> _TEXT BLOCK_
────────────────────

Press release
August 29, 2020

Published in Nature Communications – Owkin's deep learning model predicts RNA-Seq from tumor images

Owkin, the healthcare technology company applying federated learning to medical research, today announces the publication of its HE2RNA paper in ‘Nature Communications’ showcasing its novel tool for genomic analysis. The paper, entitled ‘Transcriptomic Learning for Digital Pathology’ describes how Owkin has developed a detailed and accurate deep learning model to predict RNA-seq expression of tumours from histology images of digitized biopsies.

Gilles Wainrib, Chief Scientific Officer and Co-Founder of Owkin:

Understanding the relationship between genotype and phenotype is one of the biggest 21st-century challenges in biology. Our research opens a new path to better connect information at the genomic, cellular and tissue levels, and this would not have been possible withoutrecent advances in artificial intelligence.

Massive changes in gene expression are known to occur in many cancers

Understanding and characterizing these disease-related gene signatures can help to clarify disease mechanisms and prioritize targets for novel personalized therapeutic approaches. Traditionally, the only available option for identifying gene expression during carcinogenesis has been to use whole transcriptome sequencing techniques (RNA-Seq) and dedicated bioinformatic tools. However, these analyses are costly and time-consuming. As a result, medical centres do not routinely use them. In oncology, tumour biopsies [or histology whole slide images (‘WSIs’)] are routinely collected in hospitals and research centres as a first step in the diagnostic and treatment pathway. The ready availability of these digitized slides in all research centres makes them a perfect data source for Machine Learning (‘ML’) models.

In recent years, deep ML has had a tremendous impact on various fields in science such as improvements in speech recognition and image recognition. Recently ML models have been applied to histology WSIs to improve the performance of pathologists in determining the diagnosis and grade of cancer patients. While it is becoming clear that the application of such models to tissue-based pathology can be very useful, few attempts have been made to connect specific molecular signatures directly to gene expression patterns within the histology slides.

A ML model that can use these ubiquitously available histology slides to determine gene expression without the need for expensive sequencing techniques has the potential to be an incredibly useful clinical tool. Owkin HE2RNA model is named after its capability to predict gene expression (RNA) of numerous tumour genes in 28 different cancers from Hematoxylin-Eosin (HE) stained biopsy slides. The model was also able to highlight (via gene expression) the exact location of each mutation on each WSI, hence creating a Virtual Spatial Transcriptomics map. This interpretability feature, combined with the Model’s ability to detect such a broad scope of mutations, offers huge potential to aid patient diagnosis and improve prediction of response to treatment and survival outcome. In this paper, Owkin describes how the model works. The paper also successfully explores the application of HE2RNA to predict genes involved in cancer development and to predict tumor status and response to therapies.

────────────────────

> _DATA TO EXAMINE_
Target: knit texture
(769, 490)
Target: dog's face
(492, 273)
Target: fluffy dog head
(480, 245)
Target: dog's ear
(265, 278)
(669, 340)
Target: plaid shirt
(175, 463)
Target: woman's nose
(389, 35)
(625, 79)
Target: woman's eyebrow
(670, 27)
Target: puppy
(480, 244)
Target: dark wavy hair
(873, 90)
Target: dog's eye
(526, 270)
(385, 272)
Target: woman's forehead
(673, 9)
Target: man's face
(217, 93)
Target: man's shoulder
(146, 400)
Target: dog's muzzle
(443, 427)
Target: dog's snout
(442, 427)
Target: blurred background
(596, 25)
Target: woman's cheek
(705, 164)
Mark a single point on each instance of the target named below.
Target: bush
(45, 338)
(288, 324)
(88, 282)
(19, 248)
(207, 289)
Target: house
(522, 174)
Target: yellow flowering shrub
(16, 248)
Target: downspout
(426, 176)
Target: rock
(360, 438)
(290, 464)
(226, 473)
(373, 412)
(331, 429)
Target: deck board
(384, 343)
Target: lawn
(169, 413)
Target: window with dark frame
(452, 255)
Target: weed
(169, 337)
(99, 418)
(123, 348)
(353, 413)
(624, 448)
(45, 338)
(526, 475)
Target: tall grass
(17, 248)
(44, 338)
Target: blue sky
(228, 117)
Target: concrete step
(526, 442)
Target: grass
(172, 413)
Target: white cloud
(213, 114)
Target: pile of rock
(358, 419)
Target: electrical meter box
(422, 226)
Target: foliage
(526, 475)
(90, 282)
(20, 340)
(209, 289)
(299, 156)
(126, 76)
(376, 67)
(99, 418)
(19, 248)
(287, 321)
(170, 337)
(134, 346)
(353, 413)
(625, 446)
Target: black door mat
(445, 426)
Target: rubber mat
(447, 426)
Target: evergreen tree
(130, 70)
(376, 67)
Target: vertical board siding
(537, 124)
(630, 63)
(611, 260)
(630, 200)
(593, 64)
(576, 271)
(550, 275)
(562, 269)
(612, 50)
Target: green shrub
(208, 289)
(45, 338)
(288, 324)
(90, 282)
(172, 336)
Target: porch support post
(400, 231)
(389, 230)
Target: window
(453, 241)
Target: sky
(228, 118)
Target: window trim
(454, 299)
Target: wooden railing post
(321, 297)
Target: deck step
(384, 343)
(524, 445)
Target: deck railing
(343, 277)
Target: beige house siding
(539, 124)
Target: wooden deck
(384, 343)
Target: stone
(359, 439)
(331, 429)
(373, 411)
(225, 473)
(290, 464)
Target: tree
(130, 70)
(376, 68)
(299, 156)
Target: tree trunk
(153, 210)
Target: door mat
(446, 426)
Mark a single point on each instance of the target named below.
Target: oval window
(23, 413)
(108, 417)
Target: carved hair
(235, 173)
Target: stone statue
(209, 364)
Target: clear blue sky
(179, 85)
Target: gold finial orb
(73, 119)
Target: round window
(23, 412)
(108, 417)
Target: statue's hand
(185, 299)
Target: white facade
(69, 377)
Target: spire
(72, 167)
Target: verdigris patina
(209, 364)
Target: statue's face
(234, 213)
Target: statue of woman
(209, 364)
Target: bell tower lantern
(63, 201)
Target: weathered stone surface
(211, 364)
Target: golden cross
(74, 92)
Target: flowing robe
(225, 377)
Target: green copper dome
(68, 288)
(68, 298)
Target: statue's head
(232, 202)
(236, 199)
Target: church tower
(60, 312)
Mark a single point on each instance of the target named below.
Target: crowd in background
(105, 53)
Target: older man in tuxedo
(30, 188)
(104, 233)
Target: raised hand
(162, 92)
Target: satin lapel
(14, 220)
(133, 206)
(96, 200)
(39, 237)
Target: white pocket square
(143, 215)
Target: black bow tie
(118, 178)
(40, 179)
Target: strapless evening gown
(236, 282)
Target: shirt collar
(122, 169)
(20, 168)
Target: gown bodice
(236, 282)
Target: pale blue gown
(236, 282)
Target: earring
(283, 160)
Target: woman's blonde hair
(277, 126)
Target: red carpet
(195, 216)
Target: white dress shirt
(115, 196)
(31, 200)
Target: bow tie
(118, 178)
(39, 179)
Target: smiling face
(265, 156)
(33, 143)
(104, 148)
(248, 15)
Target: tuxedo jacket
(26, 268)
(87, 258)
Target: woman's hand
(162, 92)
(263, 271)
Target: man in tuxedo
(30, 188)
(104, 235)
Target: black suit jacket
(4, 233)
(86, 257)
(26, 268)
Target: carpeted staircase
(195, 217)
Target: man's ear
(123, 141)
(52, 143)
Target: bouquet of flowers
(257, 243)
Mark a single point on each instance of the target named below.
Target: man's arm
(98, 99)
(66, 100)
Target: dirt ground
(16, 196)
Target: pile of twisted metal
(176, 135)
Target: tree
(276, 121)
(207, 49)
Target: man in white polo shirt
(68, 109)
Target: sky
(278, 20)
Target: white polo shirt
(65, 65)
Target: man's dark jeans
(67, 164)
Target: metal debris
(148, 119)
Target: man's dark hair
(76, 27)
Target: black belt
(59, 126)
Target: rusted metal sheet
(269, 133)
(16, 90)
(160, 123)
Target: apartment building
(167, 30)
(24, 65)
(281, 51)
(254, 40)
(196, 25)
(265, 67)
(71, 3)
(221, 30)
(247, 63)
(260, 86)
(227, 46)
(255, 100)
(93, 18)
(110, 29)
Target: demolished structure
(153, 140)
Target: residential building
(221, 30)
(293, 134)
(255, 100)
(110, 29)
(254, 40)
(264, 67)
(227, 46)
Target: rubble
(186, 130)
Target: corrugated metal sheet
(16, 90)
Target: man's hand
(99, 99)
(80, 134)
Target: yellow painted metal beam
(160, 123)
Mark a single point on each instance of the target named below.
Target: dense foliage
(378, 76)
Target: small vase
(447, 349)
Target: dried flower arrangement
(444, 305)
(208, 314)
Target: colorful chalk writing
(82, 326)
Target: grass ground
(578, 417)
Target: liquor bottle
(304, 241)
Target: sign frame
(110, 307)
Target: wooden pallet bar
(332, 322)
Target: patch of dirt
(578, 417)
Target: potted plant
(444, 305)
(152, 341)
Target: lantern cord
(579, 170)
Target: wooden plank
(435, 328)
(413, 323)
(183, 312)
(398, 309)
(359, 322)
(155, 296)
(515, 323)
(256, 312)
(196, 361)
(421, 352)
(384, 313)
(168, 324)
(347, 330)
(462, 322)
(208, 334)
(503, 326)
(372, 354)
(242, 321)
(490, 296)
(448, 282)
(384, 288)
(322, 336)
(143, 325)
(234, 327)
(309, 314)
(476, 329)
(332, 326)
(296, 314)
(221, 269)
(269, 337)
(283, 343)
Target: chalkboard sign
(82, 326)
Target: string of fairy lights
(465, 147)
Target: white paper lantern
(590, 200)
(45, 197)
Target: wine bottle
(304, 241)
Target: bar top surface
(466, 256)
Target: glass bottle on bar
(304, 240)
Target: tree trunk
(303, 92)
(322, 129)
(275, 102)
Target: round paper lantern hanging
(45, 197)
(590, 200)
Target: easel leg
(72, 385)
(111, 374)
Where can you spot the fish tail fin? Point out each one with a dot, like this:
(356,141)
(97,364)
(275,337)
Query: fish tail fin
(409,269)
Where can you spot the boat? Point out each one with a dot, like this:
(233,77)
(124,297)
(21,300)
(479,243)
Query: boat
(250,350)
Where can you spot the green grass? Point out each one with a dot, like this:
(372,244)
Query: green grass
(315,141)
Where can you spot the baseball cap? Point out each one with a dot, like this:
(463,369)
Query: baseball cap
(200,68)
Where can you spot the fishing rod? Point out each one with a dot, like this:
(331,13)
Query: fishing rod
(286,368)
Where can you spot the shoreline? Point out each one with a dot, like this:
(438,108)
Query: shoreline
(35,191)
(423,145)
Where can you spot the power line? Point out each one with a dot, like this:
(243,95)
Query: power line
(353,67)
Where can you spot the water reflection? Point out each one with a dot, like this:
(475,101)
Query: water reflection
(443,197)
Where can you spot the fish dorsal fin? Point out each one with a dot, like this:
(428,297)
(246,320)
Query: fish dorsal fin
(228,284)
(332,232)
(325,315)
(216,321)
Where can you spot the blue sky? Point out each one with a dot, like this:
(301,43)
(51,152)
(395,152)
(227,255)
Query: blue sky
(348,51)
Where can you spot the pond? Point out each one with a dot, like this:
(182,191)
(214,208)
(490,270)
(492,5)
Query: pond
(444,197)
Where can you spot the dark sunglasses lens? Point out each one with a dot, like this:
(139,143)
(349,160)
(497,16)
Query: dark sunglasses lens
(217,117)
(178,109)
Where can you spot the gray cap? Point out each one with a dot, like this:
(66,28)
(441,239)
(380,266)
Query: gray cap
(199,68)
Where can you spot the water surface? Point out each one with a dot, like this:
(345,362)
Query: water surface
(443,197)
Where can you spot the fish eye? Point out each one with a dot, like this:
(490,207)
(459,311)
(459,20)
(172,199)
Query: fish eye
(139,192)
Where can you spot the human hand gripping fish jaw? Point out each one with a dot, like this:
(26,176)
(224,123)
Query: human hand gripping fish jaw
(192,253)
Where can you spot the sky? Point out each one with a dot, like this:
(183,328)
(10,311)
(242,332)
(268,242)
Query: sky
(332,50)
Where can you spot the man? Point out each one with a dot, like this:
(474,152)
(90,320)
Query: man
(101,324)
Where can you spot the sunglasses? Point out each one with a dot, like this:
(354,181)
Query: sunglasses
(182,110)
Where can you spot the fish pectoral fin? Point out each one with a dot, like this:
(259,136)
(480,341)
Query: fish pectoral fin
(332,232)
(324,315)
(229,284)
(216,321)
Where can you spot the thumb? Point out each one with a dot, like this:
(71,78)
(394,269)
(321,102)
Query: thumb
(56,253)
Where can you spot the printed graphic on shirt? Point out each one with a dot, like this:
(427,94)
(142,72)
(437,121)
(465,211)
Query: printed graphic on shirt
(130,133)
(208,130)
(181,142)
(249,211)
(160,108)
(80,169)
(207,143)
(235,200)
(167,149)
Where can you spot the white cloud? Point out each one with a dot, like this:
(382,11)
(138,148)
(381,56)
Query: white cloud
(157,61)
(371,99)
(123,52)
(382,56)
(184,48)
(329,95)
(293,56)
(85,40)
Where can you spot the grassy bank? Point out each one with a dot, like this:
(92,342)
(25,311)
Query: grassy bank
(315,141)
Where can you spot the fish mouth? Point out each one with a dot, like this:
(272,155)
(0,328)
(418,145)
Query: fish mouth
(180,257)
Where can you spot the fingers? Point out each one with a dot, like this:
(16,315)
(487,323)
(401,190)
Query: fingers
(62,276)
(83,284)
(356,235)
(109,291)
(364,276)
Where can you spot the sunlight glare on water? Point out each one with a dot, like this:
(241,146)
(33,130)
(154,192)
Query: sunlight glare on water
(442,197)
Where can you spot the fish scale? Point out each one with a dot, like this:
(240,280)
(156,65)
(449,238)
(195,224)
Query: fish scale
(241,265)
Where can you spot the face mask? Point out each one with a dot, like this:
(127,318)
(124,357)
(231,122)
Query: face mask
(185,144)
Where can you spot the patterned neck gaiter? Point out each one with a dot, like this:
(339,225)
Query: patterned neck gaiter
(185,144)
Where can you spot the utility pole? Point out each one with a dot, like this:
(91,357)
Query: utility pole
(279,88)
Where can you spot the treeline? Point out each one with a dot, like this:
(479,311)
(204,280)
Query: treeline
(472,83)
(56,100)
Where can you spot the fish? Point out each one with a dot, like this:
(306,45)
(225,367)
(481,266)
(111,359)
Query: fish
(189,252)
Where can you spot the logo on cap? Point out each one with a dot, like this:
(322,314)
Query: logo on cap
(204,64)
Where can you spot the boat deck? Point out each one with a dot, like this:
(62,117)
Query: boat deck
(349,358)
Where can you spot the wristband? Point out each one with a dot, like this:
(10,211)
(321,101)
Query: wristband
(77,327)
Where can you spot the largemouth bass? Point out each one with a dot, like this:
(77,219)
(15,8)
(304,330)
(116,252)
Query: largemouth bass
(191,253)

────────────────────

> _PROBLEM DETAILS_
Please continue the press release about Owkin's HE2RNA model, picking up right after its final sentence.

> _ANSWER TO THE EXERCISE_
Elodie Pronier, Translational Research Scientist at Owkin and co-author of the paper on the success of the model:

Our efforts were rewarded by the model’s ability not only to correctly predict the location of a variety of gene expression signatures in each image but also to transfer the knowledge it learned on bulk data to smaller independent datasets to accurately answer specific clinically relevant molecular questions such as the identification of tumours with microsatellite instability. We are now excited to explore how HE2RNA learning of gene expression can help improve the prediction of other clinical targets on new datasets within our partner research centres to expand our scope and improve the performance of this model.

Owkin specializes in AI for medical research. Through the application of its technology, the company enables researchers to build ML models on fit-for-AI cohorts, highly curated, multimodal, research-grade longitudinal data, while keeping patient information preserved safely within the hospital’s local infrastructure. Ultimately, this method can result in an acceleration of the clinical research process that offers protected data for patients, exhaustive traceability of computations for institutions, and maximum collaboration for researchers.

Owkin’s proprietary platform, Owkin Studio, integrates these biomedical images, genomics, and clinical data to discover biomarkers and mechanisms associated with disease evolution and treatment outcomes that will propel the next generation of treatment plans and drugs. Owkin’s novel HE2RNA model is available to researchers to apply to their datasets via Owkin Studio and the results published in this paper can be visualized and explored in this demo.

About Owkin

Owkin is the first full-stack TechBio company on a mission to understand complex biology and derive new multimodal biomarkers through AI.

We identify precision therapeutics, de-risk and accelerate clinical trials and develop diagnostics using AI trained on world-class patient data through privacy-enhancing technologies. We merge wet lab experiments with advanced AI techniques to create a powerful feedback loop for accelerated discovery and innovation in oncology, cardiovascular, immunity and inflammation.

Owkin also founded MOSAIC, the world’s largest spatial multi-omics atlas for cancer research across seven cancer indications.

Owkin has raised over $300 million through investments from leading biopharma companies, including Sanofi and BMS, and venture funds like F-Prime, GV and Bpifrance, among others.